■ ACTIVITY ■
Everything in the records below should be set down again, word for word.
--- WORKING DATA ---
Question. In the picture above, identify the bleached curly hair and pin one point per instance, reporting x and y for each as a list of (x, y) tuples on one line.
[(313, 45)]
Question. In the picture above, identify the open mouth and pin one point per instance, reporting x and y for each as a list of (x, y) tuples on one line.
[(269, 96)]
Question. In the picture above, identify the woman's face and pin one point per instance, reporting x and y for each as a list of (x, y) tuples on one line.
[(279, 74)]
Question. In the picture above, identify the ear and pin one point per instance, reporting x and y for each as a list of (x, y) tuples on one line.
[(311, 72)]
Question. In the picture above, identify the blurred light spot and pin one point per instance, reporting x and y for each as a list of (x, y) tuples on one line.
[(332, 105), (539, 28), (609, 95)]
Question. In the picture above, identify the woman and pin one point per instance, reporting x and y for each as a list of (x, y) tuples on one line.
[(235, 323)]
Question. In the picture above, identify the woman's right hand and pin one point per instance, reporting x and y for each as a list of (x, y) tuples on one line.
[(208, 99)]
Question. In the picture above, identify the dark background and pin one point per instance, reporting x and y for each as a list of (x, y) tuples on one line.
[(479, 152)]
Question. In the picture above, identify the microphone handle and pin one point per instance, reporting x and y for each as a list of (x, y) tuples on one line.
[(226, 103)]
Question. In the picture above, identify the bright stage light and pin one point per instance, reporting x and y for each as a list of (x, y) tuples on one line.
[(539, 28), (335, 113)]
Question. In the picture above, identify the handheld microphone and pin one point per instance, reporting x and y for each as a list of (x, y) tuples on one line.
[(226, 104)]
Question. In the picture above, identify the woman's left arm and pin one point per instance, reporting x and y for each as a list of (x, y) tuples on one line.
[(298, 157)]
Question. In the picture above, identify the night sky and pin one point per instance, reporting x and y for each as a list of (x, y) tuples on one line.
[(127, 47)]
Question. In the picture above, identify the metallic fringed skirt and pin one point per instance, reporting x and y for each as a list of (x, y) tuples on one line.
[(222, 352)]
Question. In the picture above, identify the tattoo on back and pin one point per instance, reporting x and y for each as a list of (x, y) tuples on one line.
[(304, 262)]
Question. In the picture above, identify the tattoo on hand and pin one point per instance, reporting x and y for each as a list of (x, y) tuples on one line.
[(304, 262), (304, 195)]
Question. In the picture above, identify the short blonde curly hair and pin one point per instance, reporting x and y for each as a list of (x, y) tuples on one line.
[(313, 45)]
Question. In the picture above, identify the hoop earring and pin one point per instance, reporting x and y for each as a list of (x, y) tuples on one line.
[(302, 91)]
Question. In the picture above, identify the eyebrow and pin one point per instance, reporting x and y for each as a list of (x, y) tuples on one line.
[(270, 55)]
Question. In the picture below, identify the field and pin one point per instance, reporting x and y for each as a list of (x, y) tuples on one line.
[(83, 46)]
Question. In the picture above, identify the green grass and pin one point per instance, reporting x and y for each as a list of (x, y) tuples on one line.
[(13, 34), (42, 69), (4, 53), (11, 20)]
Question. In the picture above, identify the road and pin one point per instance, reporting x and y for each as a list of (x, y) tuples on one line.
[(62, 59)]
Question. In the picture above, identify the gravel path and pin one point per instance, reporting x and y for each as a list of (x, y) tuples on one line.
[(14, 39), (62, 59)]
---
■ REPLY TO THE TASK ■
Question. In the picture above, identify the bleached curly hair and pin one point per instance, reporting x and y for each as a list of (x, y) tuples on one line.
[(313, 45)]
Question. In the picture above, identify the open mouth and pin one point per instance, reporting x and y for each as a list of (x, y) tuples on one line.
[(269, 96)]
Question. In the picture above, identify the woman's face and pin one point per instance, reporting x and y for each as a list of (x, y) tuples on one line.
[(279, 74)]
Question. In the picture above, identify the ear and pin one point per instance, reporting x and y for each as a list of (x, y) tuples on one line.
[(311, 72)]
Question. In the picture above, identify the blurred light spot and pin one point per instance, reporting x and y for each as a list of (x, y) tuples on one line.
[(332, 105), (539, 28), (609, 95)]
Question. In the picture above, identify the woman and pin one point per instance, reporting x and y for each as a list of (x, y) tuples on one line.
[(235, 323)]
Question. In the picture above, identify the woman's right hand and pin one point per instance, reporting x and y for each as a list of (x, y) tuples on one line.
[(208, 99)]
Question. In the picture above, identify the dark background and pin one point per instance, reporting x and y for each as a list of (x, y) tuples on one line.
[(479, 152)]
Question. In the picture above, identify the microphone handle and pin one point per instance, reporting x and y for each as a list of (x, y) tuples on one line.
[(226, 103)]
Question. In the picture above, identify the bright stage light and pin one point per instance, reporting x and y for each as a list of (x, y) tuples on one line.
[(539, 28), (335, 113)]
Question. In the picture above, identify the handheld microphone and pin one point per instance, reporting x and y for each as a list of (x, y) tuples on one line.
[(226, 104)]
Question. In the picture above, identify the woman's left arm and pin one point per instance, reporting x and y for each as a list of (x, y) tuples on one line.
[(298, 157)]
Question. In the picture above, identify the night sky and pin one point per instance, reporting x and y for each as a list of (x, y) tuples on one line.
[(127, 47)]
Question. In the picture above, identify the metallic fringed skirt and pin one point per instance, reporting x and y for each as a list of (x, y) tuples on one line.
[(222, 352)]
Question. In the picture above, identify the tattoo on back and pin one point per instance, reporting x and y for each as a list of (x, y) tuples on one line.
[(304, 262)]
Question. In the picture above, identify the tattoo on hand and pin one point per instance, reporting x and y for each as a list of (x, y) tuples on one line.
[(304, 262), (304, 195)]
Question. In the picture above, identify the short blonde curly hair and pin one point per instance, reporting x and y for each as a list of (x, y) tuples on one line.
[(313, 45)]
Question. In the picture above, identify the hoop earring and pin one point per instance, reporting x and y for each as a list of (x, y) tuples on one line.
[(302, 91)]
Question. In the picture above, identify the eyebrow and pin one point per instance, reporting x and y for each as a list of (x, y) tuples on one line.
[(270, 55)]
Question. In the picture below, identify the field and pin one point per instance, reporting x and y for each as a list of (x, y) tuples on one line.
[(83, 46)]
Question. In the picture above, identify the green grass and pin one point per instance, reporting x and y for each as a list of (x, y) tuples on one line.
[(13, 34), (42, 69), (4, 53), (11, 20)]
Question. In the picture above, identify the road and pin one point per instance, reporting x and y for each as a list of (x, y) tuples on one line.
[(62, 59)]
Question. In the picture above, identify the gravel path and pin one point per instance, reporting x and y for each as a list of (x, y) tuples on one line.
[(14, 39), (62, 59)]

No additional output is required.